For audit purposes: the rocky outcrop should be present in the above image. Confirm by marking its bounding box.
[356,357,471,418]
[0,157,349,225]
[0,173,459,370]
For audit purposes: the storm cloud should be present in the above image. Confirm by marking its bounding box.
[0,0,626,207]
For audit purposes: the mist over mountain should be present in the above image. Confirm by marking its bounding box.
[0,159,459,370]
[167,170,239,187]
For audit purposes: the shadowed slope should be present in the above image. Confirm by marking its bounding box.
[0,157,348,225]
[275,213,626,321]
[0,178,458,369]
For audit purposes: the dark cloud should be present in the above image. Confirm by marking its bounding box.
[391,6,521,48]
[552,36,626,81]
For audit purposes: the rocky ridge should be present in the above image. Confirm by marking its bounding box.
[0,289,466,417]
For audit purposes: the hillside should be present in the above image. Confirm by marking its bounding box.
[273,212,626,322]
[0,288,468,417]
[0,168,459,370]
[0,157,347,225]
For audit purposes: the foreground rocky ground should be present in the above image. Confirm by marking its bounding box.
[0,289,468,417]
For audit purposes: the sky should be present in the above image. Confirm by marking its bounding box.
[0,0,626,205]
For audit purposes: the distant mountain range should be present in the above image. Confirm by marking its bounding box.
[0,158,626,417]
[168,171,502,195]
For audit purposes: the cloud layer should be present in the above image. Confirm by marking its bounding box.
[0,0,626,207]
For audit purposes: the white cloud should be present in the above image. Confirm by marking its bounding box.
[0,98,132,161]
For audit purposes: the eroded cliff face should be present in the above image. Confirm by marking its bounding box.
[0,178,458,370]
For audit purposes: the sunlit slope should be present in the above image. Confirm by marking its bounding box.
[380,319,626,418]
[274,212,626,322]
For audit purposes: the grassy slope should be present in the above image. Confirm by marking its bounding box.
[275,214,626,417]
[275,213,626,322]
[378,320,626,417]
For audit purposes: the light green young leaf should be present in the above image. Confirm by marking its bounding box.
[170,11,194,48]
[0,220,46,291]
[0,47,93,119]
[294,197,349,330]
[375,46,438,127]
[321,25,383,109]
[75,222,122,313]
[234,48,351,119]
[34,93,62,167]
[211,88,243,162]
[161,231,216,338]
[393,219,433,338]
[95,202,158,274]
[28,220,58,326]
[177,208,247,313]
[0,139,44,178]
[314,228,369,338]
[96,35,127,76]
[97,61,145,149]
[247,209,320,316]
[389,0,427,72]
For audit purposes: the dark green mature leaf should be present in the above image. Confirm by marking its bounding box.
———
## Task to complete
Output the listing above as a two-column CSV with the headers instruction and answer, starting at the first line and stopping after the line containing "[0,178,458,370]". Make one row for each instruction paired with its answer, and put each in a single quoted field with line breaks replaced by spaces.

## Correct answer
instruction,answer
"For audit purposes: the rocky outcrop should be present in the above image. Confirm by marking its bounding box.","[356,357,471,418] [0,157,349,225] [0,173,459,370]"
"For audit purposes: the storm cloud should be present in the above image. Confirm by marking its bounding box.","[0,0,626,207]"
"For audit purposes: the mist over mountain should be present in the above image. Confirm by marking its bounding box.","[0,159,459,370] [167,170,239,187]"
"For audit purposes: the shadowed slope should be present in the above image. Confirm by marking its bounding box.","[0,157,348,225] [275,213,626,321] [0,178,458,369]"
"For audit purposes: the dark cloud should be present in the above image. Confirm by marking its bounding box.","[391,6,521,48] [552,36,626,81]"
"For audit purposes: the rocky ridge should be present in the above image. Confirm by marking its bounding box.","[0,289,466,417]"
"For audit purposes: the hillside should be present in the above image. Confirm by marking its bounding box.","[273,212,626,322] [0,288,468,417] [0,168,459,370] [0,157,347,225]"
"For audit purposes: the foreground rocky ground should be present in the above image. Confirm by marking its bounding box.","[0,289,468,417]"
"For audit purposes: the sky should be present in the above image. Confirm by marking its bounding box.","[0,0,626,205]"
"For audit purposes: the distant mountain range should be present in the above image. Confirm by marking its bounding box.","[0,158,626,417] [168,171,502,195]"
"For audit purposes: the cloud layer should be present in the above image. Confirm by marking its bounding box.","[0,0,626,207]"
"For audit purposes: the white cloud should be present in the above image. Confirm by marking its bounding box.","[0,98,132,161]"
"For audit purposes: the eroded cliff face should be present in the above image. Confirm by marking its bounding box.","[0,178,458,370]"